Entries shown:
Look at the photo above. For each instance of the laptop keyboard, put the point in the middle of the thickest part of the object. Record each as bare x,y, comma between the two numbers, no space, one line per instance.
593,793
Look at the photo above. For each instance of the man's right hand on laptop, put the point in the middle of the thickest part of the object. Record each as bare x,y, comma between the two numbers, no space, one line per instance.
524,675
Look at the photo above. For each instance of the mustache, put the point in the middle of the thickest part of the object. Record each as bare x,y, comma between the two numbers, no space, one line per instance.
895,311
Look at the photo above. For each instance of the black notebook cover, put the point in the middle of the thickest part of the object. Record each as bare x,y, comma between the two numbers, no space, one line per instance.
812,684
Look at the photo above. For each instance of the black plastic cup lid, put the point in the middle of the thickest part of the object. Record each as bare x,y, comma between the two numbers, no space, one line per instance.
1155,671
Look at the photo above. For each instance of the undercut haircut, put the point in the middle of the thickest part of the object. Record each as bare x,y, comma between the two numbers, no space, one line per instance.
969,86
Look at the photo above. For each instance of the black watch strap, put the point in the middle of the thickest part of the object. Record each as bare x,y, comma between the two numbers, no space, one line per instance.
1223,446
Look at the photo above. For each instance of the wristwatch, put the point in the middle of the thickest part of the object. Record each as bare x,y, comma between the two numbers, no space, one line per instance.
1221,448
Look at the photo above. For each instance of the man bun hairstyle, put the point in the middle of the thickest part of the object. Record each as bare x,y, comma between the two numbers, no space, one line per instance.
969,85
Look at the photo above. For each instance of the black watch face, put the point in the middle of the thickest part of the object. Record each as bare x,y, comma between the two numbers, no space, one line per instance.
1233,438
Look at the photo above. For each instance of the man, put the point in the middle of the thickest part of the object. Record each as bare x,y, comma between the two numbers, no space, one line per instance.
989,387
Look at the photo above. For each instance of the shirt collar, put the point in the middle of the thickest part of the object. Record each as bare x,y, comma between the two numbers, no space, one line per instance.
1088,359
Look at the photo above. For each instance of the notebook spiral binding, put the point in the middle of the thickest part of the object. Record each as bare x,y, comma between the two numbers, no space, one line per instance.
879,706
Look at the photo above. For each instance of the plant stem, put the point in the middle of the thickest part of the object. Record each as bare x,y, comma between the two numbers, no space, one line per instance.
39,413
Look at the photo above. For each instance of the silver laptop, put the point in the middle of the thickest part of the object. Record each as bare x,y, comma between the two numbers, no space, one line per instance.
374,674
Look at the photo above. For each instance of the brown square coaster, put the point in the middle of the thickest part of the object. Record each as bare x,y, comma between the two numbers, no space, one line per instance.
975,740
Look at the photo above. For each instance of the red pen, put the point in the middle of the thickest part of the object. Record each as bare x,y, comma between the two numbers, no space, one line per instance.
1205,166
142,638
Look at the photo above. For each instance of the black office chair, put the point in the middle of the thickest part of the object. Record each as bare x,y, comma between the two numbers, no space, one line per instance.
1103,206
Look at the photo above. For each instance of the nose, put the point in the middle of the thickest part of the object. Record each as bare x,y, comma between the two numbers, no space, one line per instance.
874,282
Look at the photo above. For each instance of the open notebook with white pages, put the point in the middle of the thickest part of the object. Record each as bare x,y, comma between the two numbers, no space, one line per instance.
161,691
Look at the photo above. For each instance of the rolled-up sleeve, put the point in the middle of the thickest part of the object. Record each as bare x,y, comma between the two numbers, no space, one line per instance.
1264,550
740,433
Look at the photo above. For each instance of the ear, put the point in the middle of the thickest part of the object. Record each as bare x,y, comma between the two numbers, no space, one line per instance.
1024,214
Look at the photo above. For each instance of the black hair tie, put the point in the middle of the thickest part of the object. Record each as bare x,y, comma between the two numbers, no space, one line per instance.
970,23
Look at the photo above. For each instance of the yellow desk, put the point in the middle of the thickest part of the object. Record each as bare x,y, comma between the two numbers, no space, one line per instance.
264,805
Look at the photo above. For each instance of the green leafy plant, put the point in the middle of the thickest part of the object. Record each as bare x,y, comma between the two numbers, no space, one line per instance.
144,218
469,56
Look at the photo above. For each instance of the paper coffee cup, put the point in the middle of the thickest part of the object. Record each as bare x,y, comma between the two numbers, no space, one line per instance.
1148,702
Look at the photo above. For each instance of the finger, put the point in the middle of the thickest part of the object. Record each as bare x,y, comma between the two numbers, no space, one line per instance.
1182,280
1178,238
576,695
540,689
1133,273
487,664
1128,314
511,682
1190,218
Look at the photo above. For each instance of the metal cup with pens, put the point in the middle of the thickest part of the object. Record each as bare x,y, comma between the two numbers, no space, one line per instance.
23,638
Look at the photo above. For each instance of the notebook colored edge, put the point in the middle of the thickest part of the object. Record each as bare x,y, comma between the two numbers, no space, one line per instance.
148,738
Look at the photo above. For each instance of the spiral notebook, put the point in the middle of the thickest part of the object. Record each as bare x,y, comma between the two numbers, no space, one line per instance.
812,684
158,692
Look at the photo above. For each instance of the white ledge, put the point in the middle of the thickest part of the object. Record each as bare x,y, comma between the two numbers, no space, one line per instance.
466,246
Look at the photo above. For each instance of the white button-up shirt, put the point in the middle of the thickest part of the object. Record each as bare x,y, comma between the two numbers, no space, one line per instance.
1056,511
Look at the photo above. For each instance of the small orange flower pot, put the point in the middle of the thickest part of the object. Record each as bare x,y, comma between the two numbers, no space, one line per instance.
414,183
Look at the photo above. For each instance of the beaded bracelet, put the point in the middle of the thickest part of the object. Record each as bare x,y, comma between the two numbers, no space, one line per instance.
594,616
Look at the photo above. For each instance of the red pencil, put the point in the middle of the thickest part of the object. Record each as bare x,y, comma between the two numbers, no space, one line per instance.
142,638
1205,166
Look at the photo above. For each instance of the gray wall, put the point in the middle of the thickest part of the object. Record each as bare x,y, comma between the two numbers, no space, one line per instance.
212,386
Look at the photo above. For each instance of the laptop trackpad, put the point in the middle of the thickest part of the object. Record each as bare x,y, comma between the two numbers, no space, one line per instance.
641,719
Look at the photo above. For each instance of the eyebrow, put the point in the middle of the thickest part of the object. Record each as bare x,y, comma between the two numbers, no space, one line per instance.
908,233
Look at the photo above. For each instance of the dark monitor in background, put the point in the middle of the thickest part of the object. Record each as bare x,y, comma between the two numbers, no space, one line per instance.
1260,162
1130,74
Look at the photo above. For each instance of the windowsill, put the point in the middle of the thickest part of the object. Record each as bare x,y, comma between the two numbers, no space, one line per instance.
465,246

Aim of the task: The exact wording of every entry above should be written out again.

Answer to this problem:
Look at the photo above. For each instance of the laptop keyboard, put the point in the middle of the thickest part of the object. Record each as bare x,y, comma between the two numbers, no space, one line per instance.
593,793
Look at the photo above. For each instance of the man's right hand on laptop, put the point in the middle of the thickest part of the object. Record each as bare x,y, comma between the two numbers, no space, one line per instance.
524,675
Look at the photo above. For each instance of the mustache, put the point in the middle of the thickest part of the object. Record each as bare x,y, comma between the two numbers, no space, one line per instance.
895,311
Look at the photo above. For each instance of the black notebook cover, put the point in the middle of the thickest part of the object. Record each as bare x,y, comma between the two numbers, no space, one line per instance.
812,684
Look at the photo above. For each instance of the black plastic cup lid, put the point in the middle of the thickest part of the object. Record each as bare x,y, comma between the two numbers, no space, one line per instance.
1155,671
Look at the photo above. For each instance of the undercut haircut, put the point in the middle of the thickest part of the object. Record each as bare x,y, comma between the two numbers, no space, one line per instance.
969,86
Look at the photo above. For each instance of the black watch strap, put the point in the middle of the thickest part of the object. Record each as bare x,y, comma between the two numbers, no space, one line per instance.
1223,446
Look at the photo above. For each instance of the wristwatch, put the point in the middle of the thickest part of the object. Record each as bare x,y, comma between the two numbers, no space, one line per instance.
1221,448
Look at the photo above. For each instance of the man bun hairstyle, put the point in the middle of the thickest part of the object. Record each as bare x,y, comma between the two numbers, no space, one line per instance.
969,85
Look at the photo above. For each instance of the black watch face, put the point in the middle of the thickest part of the object. Record each as bare x,y, comma between the two numbers, no space, one line per instance.
1233,438
Look at the photo above. For each instance of the man, put the point in the middle of the thickest part of the object. Record each as bare x,y, comma between the two numbers, no space, one line per instance.
989,387
Look at the photo above. For each instance of the shirt collar, put the point in the middle of the thickest part of the object. Record each as bare x,y, comma between the two numbers, no space, one line per instance.
1088,359
Look at the photo above. For each instance of the notebook spiral binding, put the point in the middle of the thickest part of the object. Record each as bare x,y, comma between the two numbers, no space, one line per instance.
879,706
Look at the photo above. For each instance of the plant stem, put the point in the middle of the thickest part of the object. Record each as bare x,y, comma between the two numbers, no space, one line per instance.
39,413
Look at the photo above. For each instance of the silver laptop, put the point in the middle of the thickest part of the object. Record each as bare x,y, comma between the two numbers, no space, one line per instance.
374,674
Look at the photo above. For each instance of the brown square coaster, put the point in the middle of the thickest part of the object. Record each as bare x,y, comma between the two numbers, no space, one line per instance.
975,740
Look at the photo above. For each instance of the red pen, put the point in the middle of the thickest part of the object. Record each as bare x,y, comma between the two numbers, no space, one line per instance.
1205,166
142,638
Look at the photo above. For each instance of the black office chair, put the point in the middle of the thickest part of the object. Record each as bare x,y, comma between the two numbers, no space, one line per instance.
1103,206
Look at the photo above. For each instance of the nose, put the point in the middle of the thickest part of the object. Record each as bare x,y, comma between the two numbers, no space, one line per instance.
874,282
Look at the photo above. For each instance of the open notebook with white pages, put the point in the middle of the thickest part of the object. Record each as bare x,y, comma between the two numbers, no space, one line per instance.
161,691
Look at the photo above. For each instance of the rolled-up sleeve, put the point in the middle of the thickest part of the object. Record each as bare x,y, comma between the two numbers, no space, one line per instance.
1264,550
740,433
Look at the photo above. For each instance of the ear, put the point in the middle of the thickest part of the object. Record each as bare x,y, comma between the two numbers, no space, one line per instance.
1024,214
Look at the photo above. For each instance of the black hair tie, put the point in the middle of the thickest part of the object. Record each as bare x,y, comma between the two numbers, no space, one line per instance.
970,23
Look at the photo above. For each instance of the yellow desk, put the point in the middle of the thickest part of the object. Record each as bare x,y, comma between the two numbers, no space, one line per instance.
264,805
Look at the photo above. For each instance of the green leafy plant, put the point in the middle of the thickest part of the object. Record each as bare x,y, comma between the two numbers, no space, one line per instance.
144,218
469,56
Look at the photo above. For each instance of the paper coffee cup, put the point in the middle of the thickest part of the object. Record each as bare x,y, comma between the two numbers, no space, one line per instance.
1148,702
Look at the photo above. For each instance of the finger, put the point in the middle of the thickest part of the object. Record each as bare x,y, comma between the two numbers, no space, one line per instance.
1182,280
1178,238
576,695
540,689
1133,273
487,664
1128,314
511,682
1190,218
Look at the photo above. For each instance of the metal cup with pens, put the point in the middle of the thickest part of the object. Record each as bare x,y, comma between the two numbers, no space, one line per instance.
23,638
Look at the photo above. For each instance of the notebook colored edge, put the point in the middle of the thickest part of the object. Record each as bare x,y, comma between the two numbers, no space, one line per instance.
148,738
Look at the photo above. For each instance of the spiral notebook, put the point in the middle of the thickest part of the object. Record each as bare x,y, comma between the two numbers, no space, one line per instance.
812,684
158,692
Look at the photo above. For each instance of the white ledge, put the point in the middle of the thickest part of the object. Record each as bare x,y, comma between the two numbers, no space, one line per instance.
466,246
Look at the photo above. For each instance of the white button-up shirt, put the point in the middle of the thickest part of the object. Record each as bare x,y, comma between the two numbers, no space, one line per instance.
1056,511
Look at the photo above. For each instance of the small orange flower pot, put the point in the middle of the thickest part of the object. Record each as bare x,y, comma between the two numbers, no space, one line per instance.
414,183
Look at the photo above. For each instance of the beaded bracelet, put the point in the middle of the thickest part of the object. Record each as bare x,y, comma between the two numbers, no space, one line per instance.
594,616
Look at the photo above. For each instance of the red pencil, put the point in the middle of the thickest part of the object. Record each as bare x,y, comma between the two numbers, no space, one line per instance.
142,638
1205,166
Look at the photo above. For each instance of the gray wall, put the point in the middle of the thickest part of the object. Record each as bare x,y, comma between the two numbers, no space, one line per instance.
212,386
Look at the photo above. For each instance of the laptop trackpad, put the point in the middle of the thickest part of the object. Record each as bare x,y, comma between the two numbers, no space, one line per instance.
641,719
Look at the photo above. For each instance of the eyebrow, put the point in the middle of the thickest part of the object. Record each as bare x,y, comma between the two numbers, no space, one line per instance.
908,233
Look at the photo above. For each instance of the dark monitor in background, put the point in the middle of the thickest part of the object. Record each as bare x,y, comma between the two numbers, no space, one line per instance.
1260,162
1130,74
Look at the photo above. For each instance of the windowsill, put the point in the middle of the thickest part of the object. Record each as bare x,y, comma between the two numbers, no space, one line per instance.
465,246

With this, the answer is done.